### PASSAGE PROVIDED
Felter v. Southern Pacific Co., 359 U.S. 326 (1959)

Felter v. Southern Pacific Co.


No. 269


Argued March 24, 1959
Decided April 27, 1959
359 U.S. 326

CERTIORARI TO THE UNITED STATES COURT OF APPEALS
FOR THE NINTH CIRCUIT

Syllabus

The Railway Labor Act, as amended, authorizes labor organizations representing employees of carriers to make "checkoff" agreements with the carriers for the deduction from employees’ wages of periodic dues, initiation fees, and assessments, but it provides that

no such agreement shall be effective with respect to any individual employee until he shall have furnished the employer with a written assignment to the labor organization . . . which shall be revocable in writing after the expiration of one year.

### TASK DIRECTIONS
Reproduce verbatim the portion of the Felter v. Southern Pacific Co. text above that opens with the words containing "no such agreement" and closes with "of one year.".

### SUPPLIED MATERIAL
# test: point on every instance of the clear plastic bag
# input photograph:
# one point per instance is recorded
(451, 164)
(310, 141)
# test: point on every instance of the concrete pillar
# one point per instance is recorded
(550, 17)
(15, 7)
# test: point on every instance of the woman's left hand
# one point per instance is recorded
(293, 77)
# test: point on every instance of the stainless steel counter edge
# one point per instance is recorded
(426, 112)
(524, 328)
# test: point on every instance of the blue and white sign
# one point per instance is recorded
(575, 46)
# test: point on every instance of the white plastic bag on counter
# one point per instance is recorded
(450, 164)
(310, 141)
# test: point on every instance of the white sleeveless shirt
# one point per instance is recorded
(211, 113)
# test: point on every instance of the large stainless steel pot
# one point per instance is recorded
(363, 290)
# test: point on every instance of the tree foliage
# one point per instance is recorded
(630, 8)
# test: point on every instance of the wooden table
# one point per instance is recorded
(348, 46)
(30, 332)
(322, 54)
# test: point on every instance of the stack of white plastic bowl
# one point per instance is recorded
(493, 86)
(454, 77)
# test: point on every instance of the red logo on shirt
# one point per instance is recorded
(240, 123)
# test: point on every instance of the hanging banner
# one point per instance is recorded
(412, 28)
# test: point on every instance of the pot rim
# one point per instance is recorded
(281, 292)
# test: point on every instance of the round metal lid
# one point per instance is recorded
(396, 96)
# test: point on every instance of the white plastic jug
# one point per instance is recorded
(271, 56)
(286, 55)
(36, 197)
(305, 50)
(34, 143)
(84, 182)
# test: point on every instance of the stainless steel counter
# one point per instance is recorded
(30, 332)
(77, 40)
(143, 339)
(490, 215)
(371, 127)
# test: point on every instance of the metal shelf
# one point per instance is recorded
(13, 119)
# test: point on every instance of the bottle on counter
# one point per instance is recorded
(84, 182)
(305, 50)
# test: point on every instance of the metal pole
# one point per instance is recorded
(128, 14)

### RESULT
no such agreement shall be effective with respect to any individual employee until he shall have furnished the employer with a written assignment to the labor organization . . . which shall be revocable in writing after the expiration of one year.